Records
▼
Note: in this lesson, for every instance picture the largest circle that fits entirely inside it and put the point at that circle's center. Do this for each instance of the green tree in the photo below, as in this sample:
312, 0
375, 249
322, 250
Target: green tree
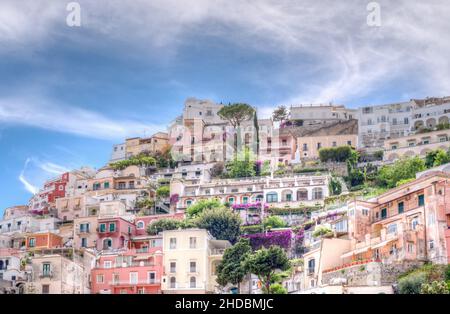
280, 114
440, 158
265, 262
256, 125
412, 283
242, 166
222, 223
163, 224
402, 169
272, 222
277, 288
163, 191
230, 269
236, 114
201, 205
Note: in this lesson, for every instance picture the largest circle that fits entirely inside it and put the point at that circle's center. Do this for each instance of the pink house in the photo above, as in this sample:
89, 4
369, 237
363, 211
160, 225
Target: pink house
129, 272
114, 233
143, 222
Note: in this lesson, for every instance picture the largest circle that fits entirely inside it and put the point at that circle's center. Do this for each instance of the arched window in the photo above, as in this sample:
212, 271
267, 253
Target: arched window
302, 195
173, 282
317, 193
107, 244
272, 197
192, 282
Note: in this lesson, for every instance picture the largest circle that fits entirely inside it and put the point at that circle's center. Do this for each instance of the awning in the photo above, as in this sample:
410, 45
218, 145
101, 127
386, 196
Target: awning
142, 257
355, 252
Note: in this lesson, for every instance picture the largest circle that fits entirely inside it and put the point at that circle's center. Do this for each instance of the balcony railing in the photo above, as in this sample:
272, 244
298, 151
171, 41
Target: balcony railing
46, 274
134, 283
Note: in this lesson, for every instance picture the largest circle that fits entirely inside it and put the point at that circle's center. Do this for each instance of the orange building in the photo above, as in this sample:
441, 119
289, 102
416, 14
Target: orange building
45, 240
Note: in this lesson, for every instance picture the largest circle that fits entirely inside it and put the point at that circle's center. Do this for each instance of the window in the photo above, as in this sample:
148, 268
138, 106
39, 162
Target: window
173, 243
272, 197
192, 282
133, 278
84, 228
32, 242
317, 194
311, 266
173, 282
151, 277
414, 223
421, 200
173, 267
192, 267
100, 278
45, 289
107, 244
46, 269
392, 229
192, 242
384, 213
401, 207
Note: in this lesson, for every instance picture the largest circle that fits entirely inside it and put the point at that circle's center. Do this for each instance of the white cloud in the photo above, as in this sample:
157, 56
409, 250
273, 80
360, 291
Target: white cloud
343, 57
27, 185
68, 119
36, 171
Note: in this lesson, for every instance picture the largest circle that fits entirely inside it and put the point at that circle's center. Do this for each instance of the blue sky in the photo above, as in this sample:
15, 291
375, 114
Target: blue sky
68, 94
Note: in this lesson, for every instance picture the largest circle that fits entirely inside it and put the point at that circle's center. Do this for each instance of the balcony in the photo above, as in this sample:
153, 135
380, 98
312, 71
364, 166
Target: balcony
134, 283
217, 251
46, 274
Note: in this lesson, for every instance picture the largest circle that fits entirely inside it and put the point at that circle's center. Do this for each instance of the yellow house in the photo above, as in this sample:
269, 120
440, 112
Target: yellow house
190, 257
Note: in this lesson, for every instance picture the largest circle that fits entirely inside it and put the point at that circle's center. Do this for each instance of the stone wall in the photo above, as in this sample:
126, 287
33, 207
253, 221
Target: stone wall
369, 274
▲
▼
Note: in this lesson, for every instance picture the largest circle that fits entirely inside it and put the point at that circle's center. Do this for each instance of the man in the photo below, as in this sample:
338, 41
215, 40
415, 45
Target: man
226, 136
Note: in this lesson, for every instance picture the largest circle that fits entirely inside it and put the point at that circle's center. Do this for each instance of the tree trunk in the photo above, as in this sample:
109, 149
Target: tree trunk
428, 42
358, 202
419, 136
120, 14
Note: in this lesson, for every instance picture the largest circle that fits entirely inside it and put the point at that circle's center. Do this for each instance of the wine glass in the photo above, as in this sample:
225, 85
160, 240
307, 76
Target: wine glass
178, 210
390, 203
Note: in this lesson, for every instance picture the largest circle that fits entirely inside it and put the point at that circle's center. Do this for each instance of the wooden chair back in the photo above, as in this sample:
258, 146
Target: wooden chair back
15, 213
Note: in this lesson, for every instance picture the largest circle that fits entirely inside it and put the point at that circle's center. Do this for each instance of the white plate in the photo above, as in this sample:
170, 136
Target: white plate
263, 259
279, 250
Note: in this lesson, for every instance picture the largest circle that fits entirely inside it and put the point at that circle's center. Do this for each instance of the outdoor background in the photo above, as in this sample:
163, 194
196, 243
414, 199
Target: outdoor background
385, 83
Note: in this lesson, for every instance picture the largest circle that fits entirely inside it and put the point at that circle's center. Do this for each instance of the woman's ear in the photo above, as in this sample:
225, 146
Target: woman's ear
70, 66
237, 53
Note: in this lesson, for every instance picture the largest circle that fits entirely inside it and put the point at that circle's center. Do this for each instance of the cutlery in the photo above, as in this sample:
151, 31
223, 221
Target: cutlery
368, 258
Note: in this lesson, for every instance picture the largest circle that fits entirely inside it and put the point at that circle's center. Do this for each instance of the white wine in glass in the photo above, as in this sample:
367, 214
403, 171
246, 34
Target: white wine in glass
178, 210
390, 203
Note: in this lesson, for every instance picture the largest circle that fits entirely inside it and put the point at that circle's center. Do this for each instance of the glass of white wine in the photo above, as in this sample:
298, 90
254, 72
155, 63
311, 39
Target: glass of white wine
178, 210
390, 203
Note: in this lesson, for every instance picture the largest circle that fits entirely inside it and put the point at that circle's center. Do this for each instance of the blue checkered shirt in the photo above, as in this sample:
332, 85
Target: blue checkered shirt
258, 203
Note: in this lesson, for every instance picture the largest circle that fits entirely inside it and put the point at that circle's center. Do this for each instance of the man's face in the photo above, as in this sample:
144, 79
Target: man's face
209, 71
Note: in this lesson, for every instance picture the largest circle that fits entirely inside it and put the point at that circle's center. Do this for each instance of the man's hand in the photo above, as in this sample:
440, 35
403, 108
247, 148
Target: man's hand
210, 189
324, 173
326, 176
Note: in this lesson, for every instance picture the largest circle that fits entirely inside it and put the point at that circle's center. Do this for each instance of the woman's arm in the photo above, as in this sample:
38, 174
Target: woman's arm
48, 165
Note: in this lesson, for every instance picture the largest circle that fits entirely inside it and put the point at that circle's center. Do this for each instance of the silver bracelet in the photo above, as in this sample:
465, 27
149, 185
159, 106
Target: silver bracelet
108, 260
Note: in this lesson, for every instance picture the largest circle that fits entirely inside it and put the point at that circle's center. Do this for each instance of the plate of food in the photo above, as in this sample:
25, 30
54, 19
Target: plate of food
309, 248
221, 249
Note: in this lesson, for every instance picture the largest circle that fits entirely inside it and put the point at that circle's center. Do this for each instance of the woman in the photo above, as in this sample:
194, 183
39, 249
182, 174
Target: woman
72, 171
▲
▼
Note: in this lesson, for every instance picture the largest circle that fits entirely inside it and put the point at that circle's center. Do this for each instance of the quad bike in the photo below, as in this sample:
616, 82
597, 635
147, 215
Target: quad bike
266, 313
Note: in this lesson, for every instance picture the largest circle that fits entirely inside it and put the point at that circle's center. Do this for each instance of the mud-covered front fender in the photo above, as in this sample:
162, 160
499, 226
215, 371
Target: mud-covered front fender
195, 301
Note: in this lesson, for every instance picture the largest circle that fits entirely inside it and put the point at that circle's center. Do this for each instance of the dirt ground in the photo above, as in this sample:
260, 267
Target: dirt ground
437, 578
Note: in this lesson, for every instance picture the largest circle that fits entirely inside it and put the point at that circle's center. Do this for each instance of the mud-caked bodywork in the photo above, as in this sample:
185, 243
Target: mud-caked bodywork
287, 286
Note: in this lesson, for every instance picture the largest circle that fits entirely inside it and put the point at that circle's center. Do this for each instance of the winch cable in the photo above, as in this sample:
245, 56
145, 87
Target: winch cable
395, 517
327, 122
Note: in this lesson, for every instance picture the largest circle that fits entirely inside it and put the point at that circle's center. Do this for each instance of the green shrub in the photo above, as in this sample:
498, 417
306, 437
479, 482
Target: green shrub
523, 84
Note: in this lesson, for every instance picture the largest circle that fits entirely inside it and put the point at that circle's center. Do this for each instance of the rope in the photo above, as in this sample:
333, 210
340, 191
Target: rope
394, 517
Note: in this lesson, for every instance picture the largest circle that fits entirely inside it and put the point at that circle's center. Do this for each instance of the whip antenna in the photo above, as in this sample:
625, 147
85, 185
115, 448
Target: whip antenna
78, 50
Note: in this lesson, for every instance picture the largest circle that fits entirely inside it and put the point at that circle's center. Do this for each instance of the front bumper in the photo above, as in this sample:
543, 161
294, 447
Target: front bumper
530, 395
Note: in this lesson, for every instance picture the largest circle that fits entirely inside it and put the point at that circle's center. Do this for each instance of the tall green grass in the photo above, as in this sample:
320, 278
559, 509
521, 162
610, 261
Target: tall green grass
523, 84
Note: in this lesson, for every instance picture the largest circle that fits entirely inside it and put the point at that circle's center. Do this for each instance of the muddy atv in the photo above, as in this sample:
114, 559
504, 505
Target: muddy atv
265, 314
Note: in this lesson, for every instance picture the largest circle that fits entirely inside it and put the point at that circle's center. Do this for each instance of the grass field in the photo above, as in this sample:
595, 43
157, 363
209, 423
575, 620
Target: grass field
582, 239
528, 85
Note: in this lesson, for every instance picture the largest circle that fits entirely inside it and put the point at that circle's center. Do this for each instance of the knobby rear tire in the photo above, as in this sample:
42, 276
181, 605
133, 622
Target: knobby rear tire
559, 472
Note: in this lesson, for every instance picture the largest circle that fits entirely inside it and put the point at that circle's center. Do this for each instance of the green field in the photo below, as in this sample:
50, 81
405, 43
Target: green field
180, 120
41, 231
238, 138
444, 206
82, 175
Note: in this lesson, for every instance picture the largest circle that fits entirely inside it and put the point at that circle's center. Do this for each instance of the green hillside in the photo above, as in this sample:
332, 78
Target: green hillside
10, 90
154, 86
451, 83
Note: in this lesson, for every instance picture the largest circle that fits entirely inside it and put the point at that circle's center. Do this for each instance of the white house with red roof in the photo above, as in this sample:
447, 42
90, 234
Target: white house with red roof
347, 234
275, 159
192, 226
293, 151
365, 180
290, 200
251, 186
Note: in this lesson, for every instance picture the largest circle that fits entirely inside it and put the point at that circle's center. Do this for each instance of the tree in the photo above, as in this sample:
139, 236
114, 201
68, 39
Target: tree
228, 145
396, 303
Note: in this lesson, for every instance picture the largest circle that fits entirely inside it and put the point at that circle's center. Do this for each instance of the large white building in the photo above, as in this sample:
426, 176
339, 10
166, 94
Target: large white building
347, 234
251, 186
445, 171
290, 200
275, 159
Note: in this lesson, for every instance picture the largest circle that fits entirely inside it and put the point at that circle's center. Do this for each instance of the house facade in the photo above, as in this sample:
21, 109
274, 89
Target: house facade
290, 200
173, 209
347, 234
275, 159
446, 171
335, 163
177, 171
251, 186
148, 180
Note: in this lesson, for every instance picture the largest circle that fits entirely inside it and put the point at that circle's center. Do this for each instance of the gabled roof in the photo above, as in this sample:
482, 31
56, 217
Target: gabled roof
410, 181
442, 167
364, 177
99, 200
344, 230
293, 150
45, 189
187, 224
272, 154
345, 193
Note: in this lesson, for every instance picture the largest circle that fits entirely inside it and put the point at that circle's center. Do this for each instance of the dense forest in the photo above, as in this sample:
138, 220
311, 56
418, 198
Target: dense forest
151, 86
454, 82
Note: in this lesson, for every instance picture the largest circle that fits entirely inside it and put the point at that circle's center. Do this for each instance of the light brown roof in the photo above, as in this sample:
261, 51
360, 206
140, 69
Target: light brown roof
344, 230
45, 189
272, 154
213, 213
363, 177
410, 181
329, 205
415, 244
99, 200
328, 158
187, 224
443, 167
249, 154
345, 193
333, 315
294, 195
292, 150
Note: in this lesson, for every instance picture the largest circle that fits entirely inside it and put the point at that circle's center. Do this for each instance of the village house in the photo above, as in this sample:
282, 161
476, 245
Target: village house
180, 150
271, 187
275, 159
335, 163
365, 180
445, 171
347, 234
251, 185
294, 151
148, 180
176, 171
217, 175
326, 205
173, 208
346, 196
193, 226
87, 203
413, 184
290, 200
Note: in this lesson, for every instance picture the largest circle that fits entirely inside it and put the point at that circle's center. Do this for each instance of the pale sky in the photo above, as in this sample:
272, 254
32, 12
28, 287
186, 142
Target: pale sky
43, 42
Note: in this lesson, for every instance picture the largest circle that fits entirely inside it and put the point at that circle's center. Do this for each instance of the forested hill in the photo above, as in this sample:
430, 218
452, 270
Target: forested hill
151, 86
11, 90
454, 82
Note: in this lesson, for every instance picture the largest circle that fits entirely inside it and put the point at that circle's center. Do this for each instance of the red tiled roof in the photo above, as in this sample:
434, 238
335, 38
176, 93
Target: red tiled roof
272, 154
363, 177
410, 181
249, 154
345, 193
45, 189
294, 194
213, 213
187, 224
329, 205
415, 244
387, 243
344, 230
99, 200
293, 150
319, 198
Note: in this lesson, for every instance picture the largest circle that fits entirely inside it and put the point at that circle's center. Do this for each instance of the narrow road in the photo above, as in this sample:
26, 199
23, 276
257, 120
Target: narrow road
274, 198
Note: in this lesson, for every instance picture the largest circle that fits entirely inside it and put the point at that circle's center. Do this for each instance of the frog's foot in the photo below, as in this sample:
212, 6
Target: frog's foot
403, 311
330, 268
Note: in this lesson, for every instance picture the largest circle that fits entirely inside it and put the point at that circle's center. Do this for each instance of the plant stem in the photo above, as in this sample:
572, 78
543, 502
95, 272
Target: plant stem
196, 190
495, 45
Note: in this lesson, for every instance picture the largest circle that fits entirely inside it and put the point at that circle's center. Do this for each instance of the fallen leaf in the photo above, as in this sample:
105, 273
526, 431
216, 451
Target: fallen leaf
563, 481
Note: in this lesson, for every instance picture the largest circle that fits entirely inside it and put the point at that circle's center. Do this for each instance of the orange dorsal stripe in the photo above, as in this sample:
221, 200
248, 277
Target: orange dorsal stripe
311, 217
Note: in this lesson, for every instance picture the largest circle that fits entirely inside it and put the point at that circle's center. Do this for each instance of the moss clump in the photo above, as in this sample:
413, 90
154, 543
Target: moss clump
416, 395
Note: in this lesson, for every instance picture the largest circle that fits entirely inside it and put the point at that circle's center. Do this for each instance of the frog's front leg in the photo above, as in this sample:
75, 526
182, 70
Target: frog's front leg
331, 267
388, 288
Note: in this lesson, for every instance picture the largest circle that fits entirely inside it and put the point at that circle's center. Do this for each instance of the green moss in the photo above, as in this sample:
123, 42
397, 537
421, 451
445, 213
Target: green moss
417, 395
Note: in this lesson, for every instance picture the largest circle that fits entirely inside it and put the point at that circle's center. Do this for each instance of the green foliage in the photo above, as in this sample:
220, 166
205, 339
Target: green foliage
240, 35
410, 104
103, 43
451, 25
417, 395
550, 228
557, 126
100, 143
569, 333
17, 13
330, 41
▲
■ AIM OF THE EXERCISE
Gather every line of the records above that contains the string "wine". Matching is case-sensitive.

■ ANSWER TO THIS PROBLEM
Note: in this lesson, for every instance picture the largest circle that fits entirely inside it and put the point at that circle's center. Do this for each instance of the wine glass in the photo above, as in this sample:
Target: wine glass
Note: in this lesson, for every instance picture the largest circle that fits entirely inside it and put the point at that circle's center. Do this for each instance of the white wine in glass in the photo above, as in this sample:
Target: white wine in glass
Note: in this lesson, for every instance picture the largest circle that fits entirely inside it and put the point at that circle's center. Do this for each instance of the glass of white wine in the photo above, as in this sample:
Target: glass of white wine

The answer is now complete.